PROBLEM TO WORK ON => Lines to return, exactly: from the line with "Task: point at the mesh" to the line with "Task: point at the woman's thigh." in the entries below, both included.

DATA PROVIDED =>

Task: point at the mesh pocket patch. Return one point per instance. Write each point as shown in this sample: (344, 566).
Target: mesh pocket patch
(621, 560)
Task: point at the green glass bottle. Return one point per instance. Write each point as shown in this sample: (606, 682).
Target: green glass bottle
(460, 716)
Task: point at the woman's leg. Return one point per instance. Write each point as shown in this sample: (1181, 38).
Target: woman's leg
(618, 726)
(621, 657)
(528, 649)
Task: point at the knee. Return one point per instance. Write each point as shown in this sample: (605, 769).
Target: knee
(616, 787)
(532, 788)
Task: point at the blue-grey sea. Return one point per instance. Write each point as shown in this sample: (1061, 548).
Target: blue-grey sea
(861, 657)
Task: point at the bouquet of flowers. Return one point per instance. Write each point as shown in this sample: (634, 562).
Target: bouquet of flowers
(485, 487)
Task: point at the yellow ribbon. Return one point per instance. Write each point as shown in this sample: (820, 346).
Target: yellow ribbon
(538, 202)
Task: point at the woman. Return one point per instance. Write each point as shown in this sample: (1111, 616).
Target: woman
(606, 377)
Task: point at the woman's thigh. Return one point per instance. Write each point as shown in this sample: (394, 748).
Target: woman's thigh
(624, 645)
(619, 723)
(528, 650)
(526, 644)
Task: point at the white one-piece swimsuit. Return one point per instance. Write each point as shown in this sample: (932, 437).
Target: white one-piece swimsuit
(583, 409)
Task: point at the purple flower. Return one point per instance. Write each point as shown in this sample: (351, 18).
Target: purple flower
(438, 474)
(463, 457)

--

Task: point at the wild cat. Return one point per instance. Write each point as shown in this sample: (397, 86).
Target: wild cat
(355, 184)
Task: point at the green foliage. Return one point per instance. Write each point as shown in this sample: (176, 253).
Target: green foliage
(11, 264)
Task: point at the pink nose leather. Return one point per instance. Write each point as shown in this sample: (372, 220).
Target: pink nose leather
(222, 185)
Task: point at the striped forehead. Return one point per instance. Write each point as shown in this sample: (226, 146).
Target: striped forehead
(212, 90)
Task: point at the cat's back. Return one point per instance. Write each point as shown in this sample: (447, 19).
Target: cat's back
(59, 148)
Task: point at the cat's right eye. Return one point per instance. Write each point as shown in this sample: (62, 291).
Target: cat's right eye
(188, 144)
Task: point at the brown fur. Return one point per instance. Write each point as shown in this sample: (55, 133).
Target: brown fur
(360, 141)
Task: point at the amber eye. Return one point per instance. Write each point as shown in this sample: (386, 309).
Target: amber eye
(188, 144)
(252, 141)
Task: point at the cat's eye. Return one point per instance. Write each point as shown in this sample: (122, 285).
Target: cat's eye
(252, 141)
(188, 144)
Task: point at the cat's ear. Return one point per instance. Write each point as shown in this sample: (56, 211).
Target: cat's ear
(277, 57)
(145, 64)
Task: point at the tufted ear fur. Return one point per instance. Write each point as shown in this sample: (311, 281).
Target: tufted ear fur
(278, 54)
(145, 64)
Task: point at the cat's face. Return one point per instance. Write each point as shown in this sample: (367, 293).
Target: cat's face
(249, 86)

==

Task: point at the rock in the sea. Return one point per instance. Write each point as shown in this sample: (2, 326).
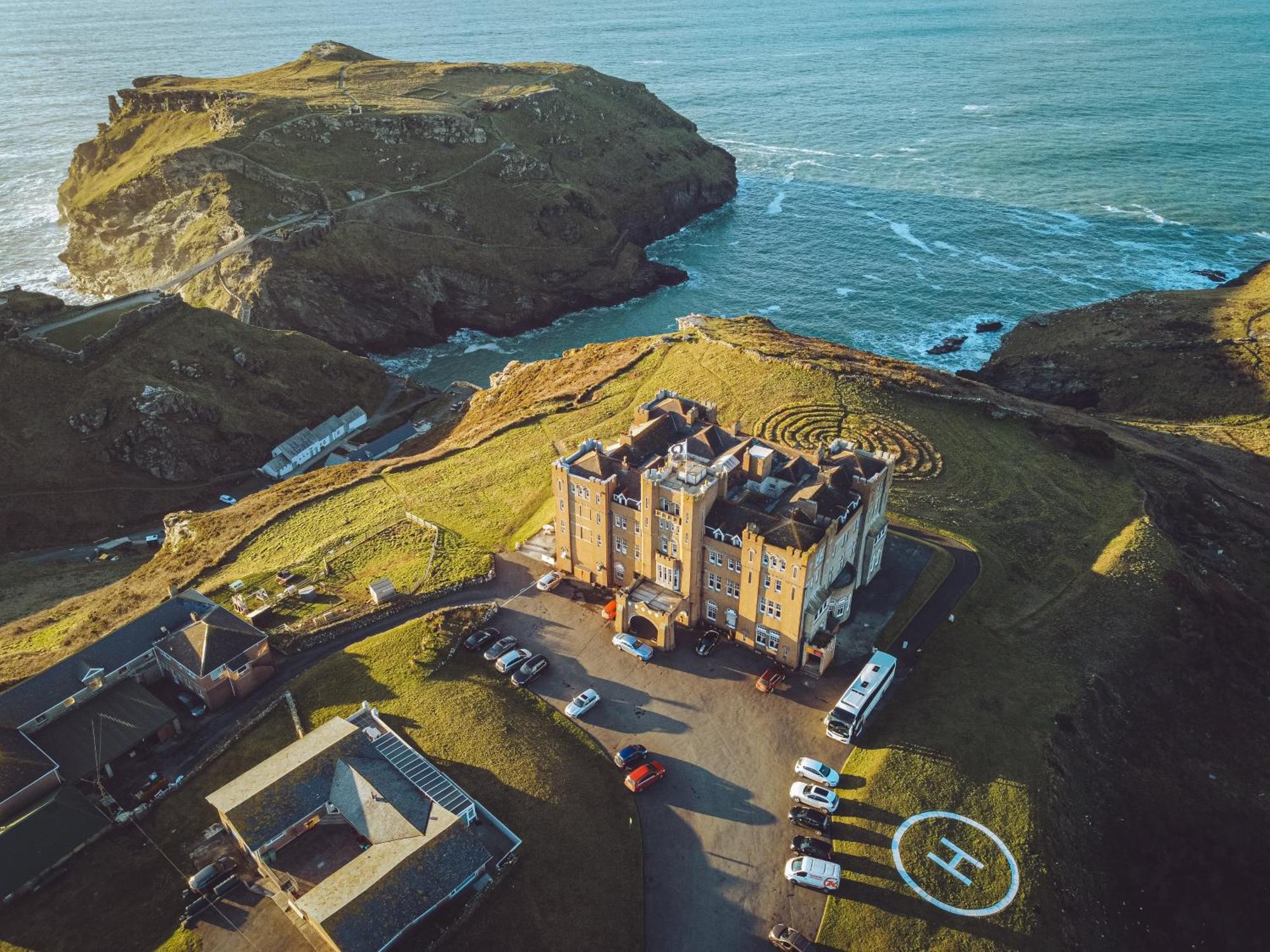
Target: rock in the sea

REPLY =>
Task: point at the mesh pocket patch. Return one point per instance. Write each point as shown in this sample: (344, 566).
Target: mesh pocket patch
(621, 560)
Task: point at the green glass bottle. Return one point per instance. Write each point as shown in this sample: (606, 682).
Target: green glass bottle
(460, 716)
Task: point at the woman's leg. Return one point per instance. Write each point as shown in this sample: (1181, 38).
Target: woman's leg
(618, 726)
(621, 657)
(528, 649)
Task: point at the knee. Return one point per instance. Write each point as shown in this sample: (605, 769).
Target: knee
(616, 787)
(532, 788)
Task: point at the blue-grey sea. Return one point per instance. Write each point as shown in this sample: (1061, 548).
Target: blue-grey sea
(861, 657)
Task: point at the bouquet of flowers. Return one point per instance. Write each point as shown in this sample: (634, 562).
Target: bouquet of flowers
(485, 487)
Task: point at the yellow ribbon. Return one point per instance. Write each point as shown in this sample: (820, 346).
Target: yellow ribbon
(538, 202)
Task: point at the woman. Return one point per instance. Write each point as shown in this sample: (1111, 616).
Target: woman
(606, 377)
Task: point at the woman's thigh. Return one point per instance. Write each point as shown in this sample: (394, 748).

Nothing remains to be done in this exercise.